── Reading passage

Qualitative detection of IgM antibodies against Leptospira spp.
Test Applicable to: Dogs
Sample: plasma, whole blood supernatant and serum
Leptospirosis (Weil’s disease)
Is a world-wide spread bacterial infectious disease in various animals and humans (zoonosis). Of the pathogen species Leptospira interrogans sensu lato, more than 300 serovars are known which are summarised in 24 serogroups of varying pathogenicity. Due to non-existence of a cross immunity of the vaccination serovars and an increasing “serovar shift”, leptospirosis becomes more important (world-wide increasing prevalences especially for L. icterohaemorrhagia, L. canicola, L. grippotyphosa, L. australis and L. pomona).
Transmission can be direct: horizontal (esp. infectious abortion material, urine, food animals [pathogen reservoir: rodents, small mammals], bites, veneric), vertical (lactogenic, placental) and indirect: contaminated soil, water.

────
── Material supplied

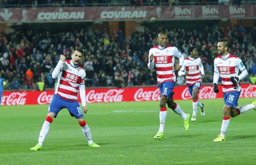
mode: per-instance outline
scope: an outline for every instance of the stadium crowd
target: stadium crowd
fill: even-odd
[[[60,55],[70,59],[72,49],[80,47],[84,49],[82,65],[86,70],[88,87],[156,85],[155,71],[149,70],[147,66],[148,51],[157,45],[156,37],[161,30],[185,57],[189,46],[199,50],[206,75],[203,82],[212,82],[216,45],[221,38],[230,41],[230,52],[242,59],[250,74],[256,75],[256,28],[249,31],[241,26],[207,26],[203,30],[153,30],[145,27],[134,31],[129,38],[122,30],[110,36],[106,31],[81,27],[71,31],[43,30],[40,26],[14,28],[9,33],[1,34],[0,70],[7,89],[35,89],[38,82],[45,82],[46,88],[53,88],[55,80],[51,72]],[[178,77],[178,84],[184,82],[184,77]]]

────

## How to complete this task
Answer these from the leptospirosis text above:
1. For which animals is the test applicable?
2. Into how many serogroups are the known serovars summarized?
3. What are the indirect routes of transmission?

## Your response
1. Dogs.
2. 24 serogroups.
3. Contaminated soil and water.